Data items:
-- Opening Marker --

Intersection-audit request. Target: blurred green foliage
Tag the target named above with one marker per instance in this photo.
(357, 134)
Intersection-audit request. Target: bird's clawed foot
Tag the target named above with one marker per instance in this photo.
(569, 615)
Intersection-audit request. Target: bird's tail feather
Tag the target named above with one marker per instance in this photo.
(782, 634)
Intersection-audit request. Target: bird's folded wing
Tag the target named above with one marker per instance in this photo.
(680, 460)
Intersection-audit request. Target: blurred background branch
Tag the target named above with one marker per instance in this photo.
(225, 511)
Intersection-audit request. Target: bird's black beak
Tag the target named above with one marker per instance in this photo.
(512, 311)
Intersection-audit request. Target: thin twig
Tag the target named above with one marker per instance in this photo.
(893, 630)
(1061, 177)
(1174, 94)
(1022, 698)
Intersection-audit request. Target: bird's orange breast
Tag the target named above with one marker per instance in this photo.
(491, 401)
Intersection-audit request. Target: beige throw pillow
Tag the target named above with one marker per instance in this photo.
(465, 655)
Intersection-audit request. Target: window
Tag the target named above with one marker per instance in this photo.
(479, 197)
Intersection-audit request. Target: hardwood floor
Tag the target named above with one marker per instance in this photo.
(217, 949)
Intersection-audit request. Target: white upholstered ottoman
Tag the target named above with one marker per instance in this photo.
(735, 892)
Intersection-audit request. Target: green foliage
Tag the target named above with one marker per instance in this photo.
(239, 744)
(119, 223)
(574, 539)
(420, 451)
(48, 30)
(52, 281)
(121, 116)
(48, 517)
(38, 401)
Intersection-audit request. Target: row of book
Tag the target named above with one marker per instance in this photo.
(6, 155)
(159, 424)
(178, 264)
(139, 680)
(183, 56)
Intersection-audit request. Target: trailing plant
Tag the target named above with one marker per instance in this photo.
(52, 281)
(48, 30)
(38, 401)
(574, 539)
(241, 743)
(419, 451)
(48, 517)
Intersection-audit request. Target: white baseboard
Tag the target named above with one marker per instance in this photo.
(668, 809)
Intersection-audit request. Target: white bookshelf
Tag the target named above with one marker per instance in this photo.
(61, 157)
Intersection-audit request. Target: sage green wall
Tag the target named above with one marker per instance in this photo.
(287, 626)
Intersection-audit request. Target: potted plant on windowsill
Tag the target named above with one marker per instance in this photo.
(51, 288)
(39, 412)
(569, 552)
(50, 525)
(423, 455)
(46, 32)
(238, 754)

-- Closing Marker --

* [What you will do]
Repeat the lines from the first one in the records through the line containing "Intersection-audit request. Target: bird's tail", exactly as written, and nothing else.

* [Answer section]
Intersection-audit request. Target: blurred green foliage
Tag the target named above with one marker per instance in this photo.
(357, 134)
Intersection-audit request. Target: bird's clawed foot
Tag the target named above with one marker per instance in this photo.
(569, 615)
Intersection-audit request. Target: bird's tail feather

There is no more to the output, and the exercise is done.